TASKS FOR THIS EXERCISE:
1. Quote the phase-change memory passage word for word, starting at the words "Before the cell is" and ending after the words "limiting bitline current.".
2. In the listing, take the lines from the one containing "the wooden box corner joint" through the one containing "x=258 y=517" and write them out again with "egg yolk" changed to "yolk" and nothing else altered. Give only those lines.

DOCUMENT PASSAGE:
# # # # #

Write endurance, the number of writes performed before the cell cannot be programmed reliably, ranges from $10^4$ to $10^9$. Write endurance depends on process and differs across manufacturers. PCM will likely exhibit greater write endurance than flash memory by several orders of magnitude (for example, $10^7$ to $10^9$). The 2007 *International Technology Roadmap for Semiconductors* (ITRS) projects an improved endurance of $10^{12}$ writes at 32 nm. Wear reduction and leveling techniques could prevent write limits from being exposed to the system during a memory’s lifetime.

**Reads**

Before the cell is read, the bitline is precharged to the read voltage. The wordline is active-low when using a BJT access transistor (see Figure 1). If a selected cell is in a crystalline state, the bitline is discharged, with current flowing through the storage element and the access transistor. Otherwise, the cell is in an amorphous state, preventing or limiting bitline current.

# # # # #

THE RECORDS:
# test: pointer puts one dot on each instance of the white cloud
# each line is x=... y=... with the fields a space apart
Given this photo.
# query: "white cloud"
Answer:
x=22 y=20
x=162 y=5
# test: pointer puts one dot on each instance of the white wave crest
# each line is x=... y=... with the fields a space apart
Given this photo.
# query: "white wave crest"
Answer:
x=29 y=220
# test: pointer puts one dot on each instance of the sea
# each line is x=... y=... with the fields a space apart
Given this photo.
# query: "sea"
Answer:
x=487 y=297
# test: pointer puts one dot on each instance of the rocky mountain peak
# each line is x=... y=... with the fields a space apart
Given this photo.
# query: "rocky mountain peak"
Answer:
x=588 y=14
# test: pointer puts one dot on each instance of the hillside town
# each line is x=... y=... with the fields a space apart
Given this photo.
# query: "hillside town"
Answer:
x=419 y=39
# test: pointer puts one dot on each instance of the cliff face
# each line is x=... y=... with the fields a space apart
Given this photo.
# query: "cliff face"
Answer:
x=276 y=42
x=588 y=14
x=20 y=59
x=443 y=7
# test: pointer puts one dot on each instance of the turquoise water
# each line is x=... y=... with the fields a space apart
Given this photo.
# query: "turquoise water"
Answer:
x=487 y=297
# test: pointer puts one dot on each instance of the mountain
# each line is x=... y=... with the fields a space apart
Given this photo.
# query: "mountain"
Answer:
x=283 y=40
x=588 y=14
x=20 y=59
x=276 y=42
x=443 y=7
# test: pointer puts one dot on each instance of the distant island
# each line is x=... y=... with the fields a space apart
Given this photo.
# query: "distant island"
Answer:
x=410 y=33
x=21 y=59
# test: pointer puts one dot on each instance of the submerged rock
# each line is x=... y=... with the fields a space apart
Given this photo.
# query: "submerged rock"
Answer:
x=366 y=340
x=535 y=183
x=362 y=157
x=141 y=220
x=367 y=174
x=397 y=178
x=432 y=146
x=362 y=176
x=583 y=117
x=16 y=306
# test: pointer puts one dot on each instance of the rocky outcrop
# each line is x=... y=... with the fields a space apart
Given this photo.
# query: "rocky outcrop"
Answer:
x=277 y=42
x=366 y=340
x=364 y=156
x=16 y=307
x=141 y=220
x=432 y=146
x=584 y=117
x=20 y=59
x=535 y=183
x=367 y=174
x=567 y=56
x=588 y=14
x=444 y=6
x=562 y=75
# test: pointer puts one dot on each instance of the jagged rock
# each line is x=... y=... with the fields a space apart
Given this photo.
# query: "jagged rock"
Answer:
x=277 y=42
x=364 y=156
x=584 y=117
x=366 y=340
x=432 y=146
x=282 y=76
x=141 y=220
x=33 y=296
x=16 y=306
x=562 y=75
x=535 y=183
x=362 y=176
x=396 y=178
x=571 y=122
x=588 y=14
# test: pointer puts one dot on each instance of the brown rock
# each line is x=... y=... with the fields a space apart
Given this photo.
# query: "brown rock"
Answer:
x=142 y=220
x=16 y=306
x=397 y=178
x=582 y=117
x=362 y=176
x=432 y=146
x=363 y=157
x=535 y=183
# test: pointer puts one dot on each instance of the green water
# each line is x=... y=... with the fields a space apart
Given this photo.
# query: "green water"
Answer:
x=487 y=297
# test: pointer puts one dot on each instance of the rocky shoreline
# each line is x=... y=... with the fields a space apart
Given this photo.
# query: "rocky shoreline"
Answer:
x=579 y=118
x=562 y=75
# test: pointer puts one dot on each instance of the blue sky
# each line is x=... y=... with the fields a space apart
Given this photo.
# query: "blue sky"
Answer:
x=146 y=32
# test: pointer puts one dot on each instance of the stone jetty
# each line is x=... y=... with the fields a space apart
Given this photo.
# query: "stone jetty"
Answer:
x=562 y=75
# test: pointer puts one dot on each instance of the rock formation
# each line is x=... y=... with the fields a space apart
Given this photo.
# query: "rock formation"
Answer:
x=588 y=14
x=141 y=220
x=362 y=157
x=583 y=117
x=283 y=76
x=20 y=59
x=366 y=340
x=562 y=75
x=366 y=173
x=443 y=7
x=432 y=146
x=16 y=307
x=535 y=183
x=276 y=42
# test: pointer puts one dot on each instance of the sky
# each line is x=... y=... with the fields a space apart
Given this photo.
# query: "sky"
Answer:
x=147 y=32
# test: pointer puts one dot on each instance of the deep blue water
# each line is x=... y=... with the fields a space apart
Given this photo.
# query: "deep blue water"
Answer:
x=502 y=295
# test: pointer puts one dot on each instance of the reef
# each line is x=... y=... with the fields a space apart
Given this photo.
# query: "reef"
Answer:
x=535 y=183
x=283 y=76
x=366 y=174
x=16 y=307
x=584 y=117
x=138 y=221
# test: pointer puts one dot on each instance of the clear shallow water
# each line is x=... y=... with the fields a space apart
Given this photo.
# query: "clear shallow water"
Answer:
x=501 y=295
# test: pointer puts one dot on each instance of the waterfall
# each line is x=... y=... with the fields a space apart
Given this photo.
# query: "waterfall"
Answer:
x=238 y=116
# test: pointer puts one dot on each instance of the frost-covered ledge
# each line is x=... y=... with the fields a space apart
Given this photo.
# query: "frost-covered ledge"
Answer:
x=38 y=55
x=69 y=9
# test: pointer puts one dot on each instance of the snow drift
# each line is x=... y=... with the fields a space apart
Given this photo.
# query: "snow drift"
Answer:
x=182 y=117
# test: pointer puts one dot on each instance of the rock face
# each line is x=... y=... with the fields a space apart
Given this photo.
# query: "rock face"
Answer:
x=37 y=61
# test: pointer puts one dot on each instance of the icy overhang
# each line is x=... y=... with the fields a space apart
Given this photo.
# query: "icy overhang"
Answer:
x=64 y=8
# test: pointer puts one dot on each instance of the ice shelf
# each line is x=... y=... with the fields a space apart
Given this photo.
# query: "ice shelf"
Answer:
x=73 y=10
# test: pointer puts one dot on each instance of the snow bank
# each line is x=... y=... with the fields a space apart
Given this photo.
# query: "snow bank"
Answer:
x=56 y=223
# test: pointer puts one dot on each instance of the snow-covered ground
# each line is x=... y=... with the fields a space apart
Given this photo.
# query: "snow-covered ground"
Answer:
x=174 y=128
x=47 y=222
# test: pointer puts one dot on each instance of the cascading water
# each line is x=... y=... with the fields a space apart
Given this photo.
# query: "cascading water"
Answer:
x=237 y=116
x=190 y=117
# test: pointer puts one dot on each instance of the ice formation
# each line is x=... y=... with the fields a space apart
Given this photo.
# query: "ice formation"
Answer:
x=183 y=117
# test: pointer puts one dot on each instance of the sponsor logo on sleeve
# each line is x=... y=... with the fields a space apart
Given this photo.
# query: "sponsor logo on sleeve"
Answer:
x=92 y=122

# # # # #

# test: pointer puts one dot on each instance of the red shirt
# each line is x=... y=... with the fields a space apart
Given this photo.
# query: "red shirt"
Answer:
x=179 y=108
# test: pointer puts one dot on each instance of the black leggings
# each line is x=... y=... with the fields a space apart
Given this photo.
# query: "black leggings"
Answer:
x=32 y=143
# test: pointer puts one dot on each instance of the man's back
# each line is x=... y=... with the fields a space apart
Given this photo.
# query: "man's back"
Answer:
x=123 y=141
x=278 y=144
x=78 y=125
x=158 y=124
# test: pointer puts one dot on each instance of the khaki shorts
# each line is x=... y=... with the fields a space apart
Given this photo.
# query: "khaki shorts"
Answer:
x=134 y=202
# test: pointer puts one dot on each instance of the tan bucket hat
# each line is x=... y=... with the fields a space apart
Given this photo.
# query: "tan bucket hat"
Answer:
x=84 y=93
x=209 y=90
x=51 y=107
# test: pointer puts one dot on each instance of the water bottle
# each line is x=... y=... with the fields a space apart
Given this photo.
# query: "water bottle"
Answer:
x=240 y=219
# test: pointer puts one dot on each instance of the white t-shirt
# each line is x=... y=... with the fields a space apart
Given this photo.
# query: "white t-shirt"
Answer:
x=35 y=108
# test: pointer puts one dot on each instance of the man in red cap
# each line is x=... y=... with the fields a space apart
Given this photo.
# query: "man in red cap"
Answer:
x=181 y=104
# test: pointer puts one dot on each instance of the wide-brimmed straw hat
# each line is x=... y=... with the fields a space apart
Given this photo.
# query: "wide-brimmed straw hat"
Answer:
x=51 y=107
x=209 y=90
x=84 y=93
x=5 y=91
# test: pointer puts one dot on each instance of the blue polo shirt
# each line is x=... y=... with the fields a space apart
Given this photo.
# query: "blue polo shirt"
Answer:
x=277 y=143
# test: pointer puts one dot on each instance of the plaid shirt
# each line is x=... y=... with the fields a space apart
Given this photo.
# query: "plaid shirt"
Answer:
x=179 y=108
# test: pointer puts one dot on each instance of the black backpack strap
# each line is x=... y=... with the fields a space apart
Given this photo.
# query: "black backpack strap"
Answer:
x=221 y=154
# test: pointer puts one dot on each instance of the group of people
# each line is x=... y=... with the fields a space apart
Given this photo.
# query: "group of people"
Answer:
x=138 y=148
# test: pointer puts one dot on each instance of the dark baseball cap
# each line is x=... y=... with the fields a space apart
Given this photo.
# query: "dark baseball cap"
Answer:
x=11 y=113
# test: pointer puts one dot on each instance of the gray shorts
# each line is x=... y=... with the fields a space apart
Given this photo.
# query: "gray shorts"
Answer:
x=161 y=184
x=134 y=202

# # # # #

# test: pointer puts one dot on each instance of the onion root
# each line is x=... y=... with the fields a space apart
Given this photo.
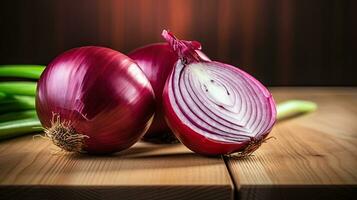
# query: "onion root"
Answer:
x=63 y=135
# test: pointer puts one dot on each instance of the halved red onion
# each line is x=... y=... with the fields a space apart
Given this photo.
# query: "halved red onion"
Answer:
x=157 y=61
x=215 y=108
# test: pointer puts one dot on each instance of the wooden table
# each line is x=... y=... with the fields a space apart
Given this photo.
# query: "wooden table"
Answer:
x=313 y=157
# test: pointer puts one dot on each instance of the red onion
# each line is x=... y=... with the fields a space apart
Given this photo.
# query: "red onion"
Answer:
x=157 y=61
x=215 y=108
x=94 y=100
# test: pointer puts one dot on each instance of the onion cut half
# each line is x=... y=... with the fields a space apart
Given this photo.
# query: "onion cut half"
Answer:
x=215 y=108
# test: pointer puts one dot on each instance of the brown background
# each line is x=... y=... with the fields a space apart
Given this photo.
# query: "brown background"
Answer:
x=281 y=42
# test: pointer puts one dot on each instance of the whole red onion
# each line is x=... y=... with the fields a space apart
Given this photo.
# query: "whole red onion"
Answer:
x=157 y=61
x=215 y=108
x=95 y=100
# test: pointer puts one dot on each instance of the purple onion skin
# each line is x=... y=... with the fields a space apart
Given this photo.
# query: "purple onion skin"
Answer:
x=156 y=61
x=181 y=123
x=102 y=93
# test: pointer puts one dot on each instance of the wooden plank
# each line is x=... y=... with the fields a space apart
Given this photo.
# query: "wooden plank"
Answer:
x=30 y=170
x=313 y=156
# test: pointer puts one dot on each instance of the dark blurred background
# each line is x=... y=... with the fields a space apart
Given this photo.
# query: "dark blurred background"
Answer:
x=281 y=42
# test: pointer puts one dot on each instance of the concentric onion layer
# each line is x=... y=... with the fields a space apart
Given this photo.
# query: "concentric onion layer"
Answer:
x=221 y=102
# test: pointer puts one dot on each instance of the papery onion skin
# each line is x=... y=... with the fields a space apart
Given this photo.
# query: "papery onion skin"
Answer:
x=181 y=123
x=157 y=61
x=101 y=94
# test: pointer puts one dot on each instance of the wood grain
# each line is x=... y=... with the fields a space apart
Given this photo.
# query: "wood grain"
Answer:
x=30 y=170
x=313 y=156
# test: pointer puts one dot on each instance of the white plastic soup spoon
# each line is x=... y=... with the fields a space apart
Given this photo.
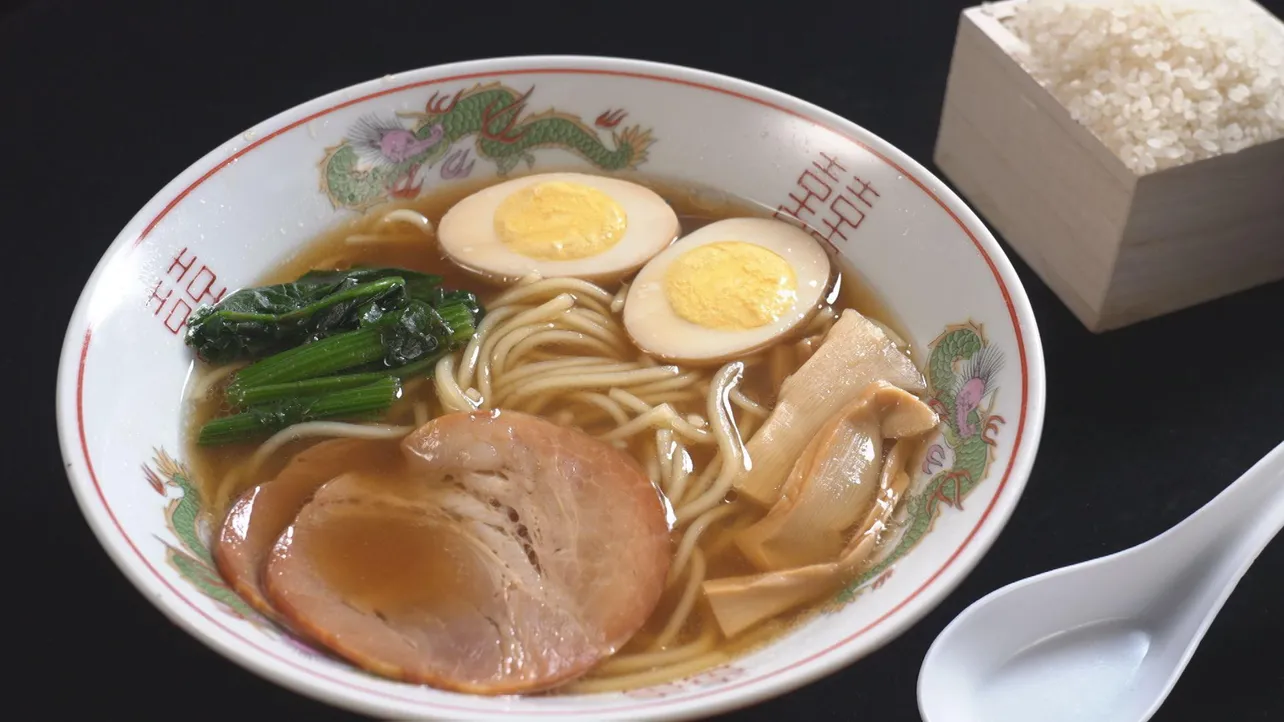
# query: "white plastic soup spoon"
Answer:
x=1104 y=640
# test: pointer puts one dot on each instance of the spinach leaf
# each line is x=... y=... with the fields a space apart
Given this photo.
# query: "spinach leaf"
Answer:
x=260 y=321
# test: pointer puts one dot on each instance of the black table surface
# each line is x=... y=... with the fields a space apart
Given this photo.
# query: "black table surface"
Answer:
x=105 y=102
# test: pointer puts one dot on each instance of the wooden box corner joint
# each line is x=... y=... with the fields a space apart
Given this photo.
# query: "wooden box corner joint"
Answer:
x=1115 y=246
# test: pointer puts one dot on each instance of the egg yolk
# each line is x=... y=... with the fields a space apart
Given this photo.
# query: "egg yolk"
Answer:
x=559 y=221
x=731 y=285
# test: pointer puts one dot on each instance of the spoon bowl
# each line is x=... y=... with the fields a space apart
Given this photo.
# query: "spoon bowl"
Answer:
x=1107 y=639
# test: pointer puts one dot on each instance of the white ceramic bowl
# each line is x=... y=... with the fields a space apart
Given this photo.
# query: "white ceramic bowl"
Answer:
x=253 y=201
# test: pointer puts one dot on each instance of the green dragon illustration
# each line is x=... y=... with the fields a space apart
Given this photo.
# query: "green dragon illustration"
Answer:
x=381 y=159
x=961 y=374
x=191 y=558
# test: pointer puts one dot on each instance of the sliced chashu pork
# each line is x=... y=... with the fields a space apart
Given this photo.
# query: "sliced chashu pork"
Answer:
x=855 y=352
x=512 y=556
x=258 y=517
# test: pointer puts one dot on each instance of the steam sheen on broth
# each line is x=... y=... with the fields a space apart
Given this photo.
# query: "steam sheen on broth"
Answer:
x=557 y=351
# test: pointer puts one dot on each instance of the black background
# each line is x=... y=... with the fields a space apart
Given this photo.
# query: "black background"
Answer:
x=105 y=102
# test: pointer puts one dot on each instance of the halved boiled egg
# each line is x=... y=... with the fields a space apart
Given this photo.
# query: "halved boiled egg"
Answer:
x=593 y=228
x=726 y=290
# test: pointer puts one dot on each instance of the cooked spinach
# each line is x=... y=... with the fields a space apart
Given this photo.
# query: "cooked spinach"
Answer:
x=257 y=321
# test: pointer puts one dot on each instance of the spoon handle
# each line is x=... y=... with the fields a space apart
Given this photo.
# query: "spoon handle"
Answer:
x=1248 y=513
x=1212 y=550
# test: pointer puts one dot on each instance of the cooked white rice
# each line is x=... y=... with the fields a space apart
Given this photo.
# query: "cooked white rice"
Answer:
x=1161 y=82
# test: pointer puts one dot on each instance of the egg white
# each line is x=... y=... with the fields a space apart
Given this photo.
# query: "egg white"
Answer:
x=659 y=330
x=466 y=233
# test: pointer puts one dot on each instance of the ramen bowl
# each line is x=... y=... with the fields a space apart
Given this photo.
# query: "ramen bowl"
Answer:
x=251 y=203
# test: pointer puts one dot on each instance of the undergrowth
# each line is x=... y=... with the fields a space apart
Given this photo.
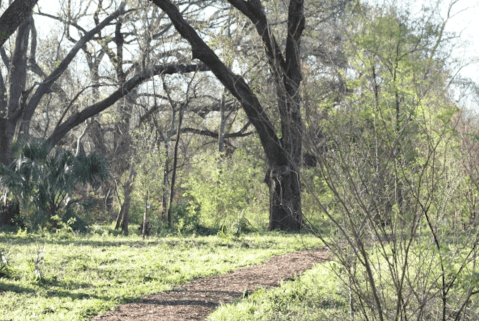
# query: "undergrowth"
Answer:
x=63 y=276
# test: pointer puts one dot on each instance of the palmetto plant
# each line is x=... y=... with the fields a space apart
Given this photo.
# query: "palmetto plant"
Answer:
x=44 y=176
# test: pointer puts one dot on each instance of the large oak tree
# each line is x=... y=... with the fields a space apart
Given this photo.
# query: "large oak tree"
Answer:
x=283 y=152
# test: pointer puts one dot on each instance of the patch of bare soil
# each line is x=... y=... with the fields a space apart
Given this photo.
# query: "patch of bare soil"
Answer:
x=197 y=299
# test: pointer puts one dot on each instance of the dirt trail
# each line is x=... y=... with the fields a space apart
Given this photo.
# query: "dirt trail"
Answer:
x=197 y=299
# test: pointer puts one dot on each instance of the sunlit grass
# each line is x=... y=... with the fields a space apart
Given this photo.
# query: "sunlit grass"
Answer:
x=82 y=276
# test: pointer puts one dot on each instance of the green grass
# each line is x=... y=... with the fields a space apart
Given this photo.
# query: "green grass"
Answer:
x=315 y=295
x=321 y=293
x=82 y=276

# # # # #

EXPECTED RESULTS:
1.
Before the cell is read, the bitline is precharged to the read voltage. The wordline is active-low when using a BJT access transistor (see Figure 1). If a selected cell is in a crystalline state, the bitline is discharged, with current flowing through the storage element and the access transistor. Otherwise, the cell is in an amorphous state, preventing or limiting bitline current.

2.
# test: pointer puts one dot on each instance of the wooden box corner joint
# each line is x=... y=... with the fields a space apart
Given this photo.
# query: "wooden box corner joint"
Answer:
x=1115 y=246
# test: pointer puts one dot on each instance of the yolk
# each line is x=... y=... with the fields a space apart
Given this photo.
# query: "yolk"
Answer:
x=559 y=221
x=731 y=285
# test: pointer puts one dot on each instance of the spoon bowl
# each line is x=... y=... with the fields a space apart
Given this photo.
# query: "spoon bowl"
Answer:
x=1107 y=639
# test: pointer puts one dot on each instance of the white ceramic bowl
# each line is x=... y=... with the fields a space apart
Given this photo.
# query: "white ceramic bowl"
Answer:
x=253 y=201
# test: pointer puts one dot on each instance of the green dragon illustration
# each line is x=... y=... with the fields a space apart
Given this photo.
# query: "green dragon illustration"
Answer:
x=381 y=159
x=961 y=374
x=191 y=558
# test: pointer puts one dot on each instance of the sliced chashu pork
# each line is x=... y=... with the fields a space apart
Given this photo.
# query: "sliced chashu pork"
Answer:
x=855 y=352
x=512 y=556
x=258 y=517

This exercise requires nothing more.